> _Exercise_
Leave out the pictures and transcribe every entry below exactly.

> _Exercise input_
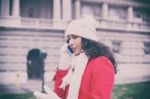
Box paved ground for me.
[0,76,150,96]
[0,80,53,96]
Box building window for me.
[142,9,150,24]
[81,2,102,18]
[133,8,150,23]
[0,0,1,15]
[112,40,122,53]
[109,6,127,21]
[134,10,143,23]
[28,8,34,17]
[144,41,150,54]
[9,0,13,16]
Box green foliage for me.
[112,81,150,99]
[0,93,36,99]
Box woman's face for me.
[68,35,82,56]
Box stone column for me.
[62,0,72,21]
[53,0,61,20]
[127,6,133,29]
[101,3,108,27]
[102,3,108,19]
[1,0,10,16]
[127,6,133,22]
[12,0,20,17]
[75,0,81,18]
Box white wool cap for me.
[65,15,99,42]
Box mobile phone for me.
[67,46,73,56]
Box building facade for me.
[0,0,150,85]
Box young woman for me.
[53,16,117,99]
[34,16,117,99]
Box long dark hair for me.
[81,38,117,74]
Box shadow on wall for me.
[27,49,44,80]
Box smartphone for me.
[67,46,73,56]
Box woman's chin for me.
[73,52,80,56]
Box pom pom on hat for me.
[65,15,99,42]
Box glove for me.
[59,69,72,89]
[34,85,60,99]
[58,43,71,70]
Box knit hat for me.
[65,15,99,42]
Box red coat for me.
[53,56,115,99]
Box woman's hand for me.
[34,85,60,99]
[58,43,72,70]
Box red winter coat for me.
[53,56,115,99]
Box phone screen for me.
[67,46,73,55]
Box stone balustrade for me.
[0,16,150,32]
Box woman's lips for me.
[71,48,76,53]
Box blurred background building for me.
[0,0,150,88]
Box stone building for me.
[0,0,150,85]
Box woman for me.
[53,16,117,99]
[34,16,117,99]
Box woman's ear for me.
[66,36,70,44]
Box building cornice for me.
[81,0,150,8]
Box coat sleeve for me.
[53,69,69,99]
[90,57,115,99]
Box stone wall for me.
[0,27,150,84]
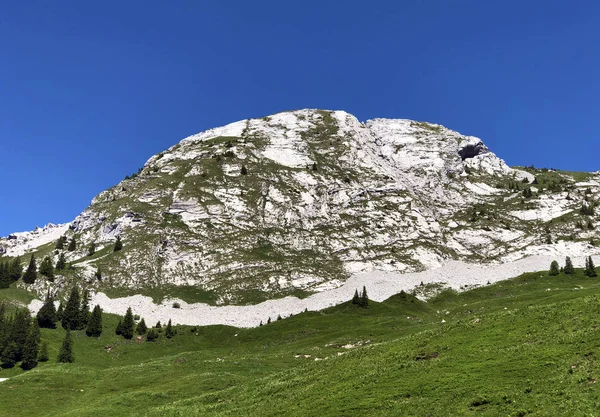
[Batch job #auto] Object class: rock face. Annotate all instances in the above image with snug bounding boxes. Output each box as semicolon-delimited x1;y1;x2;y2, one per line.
2;109;599;304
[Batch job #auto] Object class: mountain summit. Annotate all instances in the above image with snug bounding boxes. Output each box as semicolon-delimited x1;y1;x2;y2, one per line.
2;110;598;304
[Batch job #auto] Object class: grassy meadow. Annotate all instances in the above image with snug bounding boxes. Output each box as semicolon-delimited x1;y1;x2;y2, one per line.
1;268;599;416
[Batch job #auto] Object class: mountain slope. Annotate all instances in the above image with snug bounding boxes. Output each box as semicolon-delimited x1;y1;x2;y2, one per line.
1;109;599;304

> _Completed exercise_
Box paved ground for me.
[0,76,150,96]
[0,80,53,96]
Box building window for me.
[142,9,150,24]
[81,2,102,18]
[133,8,150,23]
[0,0,1,15]
[112,40,122,53]
[109,6,127,21]
[134,10,143,23]
[28,8,34,17]
[144,41,150,54]
[9,0,13,16]
Box green foliage for me.
[112,81,150,99]
[0,93,36,99]
Box woman's face for me.
[68,35,82,56]
Box stone column for me.
[62,0,72,21]
[53,0,61,20]
[127,6,133,29]
[101,3,108,27]
[102,3,108,19]
[1,0,10,16]
[127,6,133,22]
[12,0,20,17]
[75,0,81,18]
Box white wool cap for me.
[65,15,99,42]
Box mobile phone for me.
[67,46,73,56]
Box building facade for me.
[0,0,150,85]
Box young woman for me.
[53,16,117,99]
[34,16,117,99]
Box long dark hair for me.
[81,38,117,74]
Box shadow on wall for me.
[27,49,44,80]
Box smartphone for me.
[67,46,73,56]
Box woman's chin for me.
[73,52,80,56]
Box pom pom on hat for me.
[65,15,99,42]
Box glove for me.
[59,69,72,89]
[34,85,60,99]
[58,43,71,70]
Box knit hat for me.
[65,15,99,42]
Box red coat for me.
[53,56,115,99]
Box woman's hand for me.
[34,85,60,99]
[58,43,72,70]
Box red winter coat for me.
[53,56,115,99]
Box phone screen for me.
[67,46,73,55]
Box stone balustrade for me.
[0,16,150,32]
Box woman's lips for me.
[71,48,76,53]
Box blurred background building for me.
[0,0,150,88]
Box stone building for me.
[0,0,150,85]
Box woman for me.
[53,16,117,99]
[34,16,117,99]
Box woman's ear for me.
[66,36,70,44]
Box building cornice for me.
[81,0,150,8]
Box coat sleeve for me.
[53,69,69,99]
[90,57,115,99]
Box stone wall for me.
[0,27,150,84]
[Batch job #auto] Object class: rock face. Annotate all instances in the above image with snug bounding boxes. Output each box as semicolon-delimited x1;y1;x2;y2, one per line.
2;109;599;304
[Batch job #auto] Object class: mountain summit. Annotate all instances in the above image with snug bounding boxes. Output each box as semicolon-delimited x1;y1;x2;y2, one per line.
2;110;598;304
[Batch job #auto] Object class: grassy meadow. Annotate all instances in the above image with snug bounding boxes. Output each box as semicolon-delimited x1;y1;x2;y2, one per line.
1;268;599;416
[Batch job #auto] Object class: mountain slope. Annotate all instances in the above image with snug bounding boxes. Output each box as semicolon-delimited x1;y1;x2;y2, one per line.
1;109;599;304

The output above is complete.